## [WHAT THE EXERCISE ASKS]
The listing should be printed again without a single change.

## [SOURCE DATA]
****

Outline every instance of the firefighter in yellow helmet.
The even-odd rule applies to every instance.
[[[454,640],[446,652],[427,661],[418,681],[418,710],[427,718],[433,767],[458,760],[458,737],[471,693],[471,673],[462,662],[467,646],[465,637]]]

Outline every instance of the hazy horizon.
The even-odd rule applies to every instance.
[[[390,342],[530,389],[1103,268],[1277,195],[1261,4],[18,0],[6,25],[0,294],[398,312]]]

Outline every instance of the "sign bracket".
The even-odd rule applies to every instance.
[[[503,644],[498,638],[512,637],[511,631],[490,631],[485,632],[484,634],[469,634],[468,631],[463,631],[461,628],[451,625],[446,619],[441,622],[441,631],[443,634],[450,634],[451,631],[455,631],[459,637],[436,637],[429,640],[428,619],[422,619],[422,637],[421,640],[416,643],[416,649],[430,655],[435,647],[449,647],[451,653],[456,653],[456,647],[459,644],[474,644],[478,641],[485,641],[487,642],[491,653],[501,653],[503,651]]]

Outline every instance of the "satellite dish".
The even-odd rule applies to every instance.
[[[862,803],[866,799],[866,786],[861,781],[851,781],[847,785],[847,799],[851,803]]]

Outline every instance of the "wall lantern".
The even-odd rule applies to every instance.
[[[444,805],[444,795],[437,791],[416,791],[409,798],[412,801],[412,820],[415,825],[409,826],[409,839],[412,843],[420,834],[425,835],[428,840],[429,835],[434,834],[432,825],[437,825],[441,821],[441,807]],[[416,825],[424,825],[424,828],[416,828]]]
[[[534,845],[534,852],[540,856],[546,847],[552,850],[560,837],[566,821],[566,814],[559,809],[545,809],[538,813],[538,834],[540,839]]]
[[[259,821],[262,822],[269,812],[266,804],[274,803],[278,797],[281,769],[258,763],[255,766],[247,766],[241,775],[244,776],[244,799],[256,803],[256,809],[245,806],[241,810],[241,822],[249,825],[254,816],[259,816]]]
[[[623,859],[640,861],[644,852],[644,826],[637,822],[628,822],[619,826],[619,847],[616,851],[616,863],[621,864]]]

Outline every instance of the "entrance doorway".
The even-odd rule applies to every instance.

****

## [SOLVED PROBLEM]
Outline every instance of the firefighter in yellow helmet.
The even-odd rule applies to every instance.
[[[454,640],[446,652],[427,661],[418,681],[418,710],[427,718],[433,767],[458,760],[458,737],[471,693],[471,673],[462,662],[467,646],[465,637]]]

Outline every instance of the hazy horizon.
The even-odd rule applies to every instance.
[[[390,342],[530,389],[1103,268],[1277,195],[1261,4],[18,0],[6,25],[0,294],[398,312]]]

Outline every instance of the "sign bracket".
The even-odd rule applies to every instance.
[[[503,644],[498,638],[512,637],[511,631],[490,631],[485,632],[484,634],[469,634],[468,631],[463,631],[461,628],[451,625],[446,619],[441,622],[441,631],[443,634],[450,634],[451,631],[455,631],[459,637],[436,637],[429,640],[428,619],[422,619],[422,637],[421,640],[416,643],[416,649],[430,655],[435,647],[449,647],[451,653],[456,653],[456,647],[459,644],[474,644],[478,641],[485,641],[487,642],[491,653],[501,653],[503,651]]]

Outline every instance of the "satellite dish".
The even-odd rule applies to every instance.
[[[862,803],[866,799],[866,786],[861,781],[851,781],[847,785],[847,799],[851,803]]]

Outline every instance of the "wall lantern".
The even-odd rule applies to every instance.
[[[444,805],[444,795],[437,791],[416,791],[409,798],[412,801],[412,820],[415,825],[409,826],[409,839],[412,843],[420,834],[425,835],[428,840],[429,835],[434,834],[432,825],[437,825],[441,821],[441,807]],[[416,825],[424,825],[424,828],[416,828]]]
[[[534,845],[534,852],[540,856],[546,847],[552,850],[560,837],[566,821],[566,814],[559,809],[545,809],[538,813],[538,834],[540,839]]]
[[[259,821],[262,822],[269,812],[266,804],[274,803],[278,797],[281,769],[258,763],[255,766],[247,766],[241,775],[244,776],[244,799],[256,803],[256,809],[245,806],[241,810],[241,822],[249,825],[254,816],[259,816]]]
[[[623,859],[640,861],[644,852],[644,826],[637,822],[628,822],[619,826],[619,847],[616,851],[616,863],[621,864]]]

Outline every instance of the "entrance doorway".
The even-odd rule applies to every instance.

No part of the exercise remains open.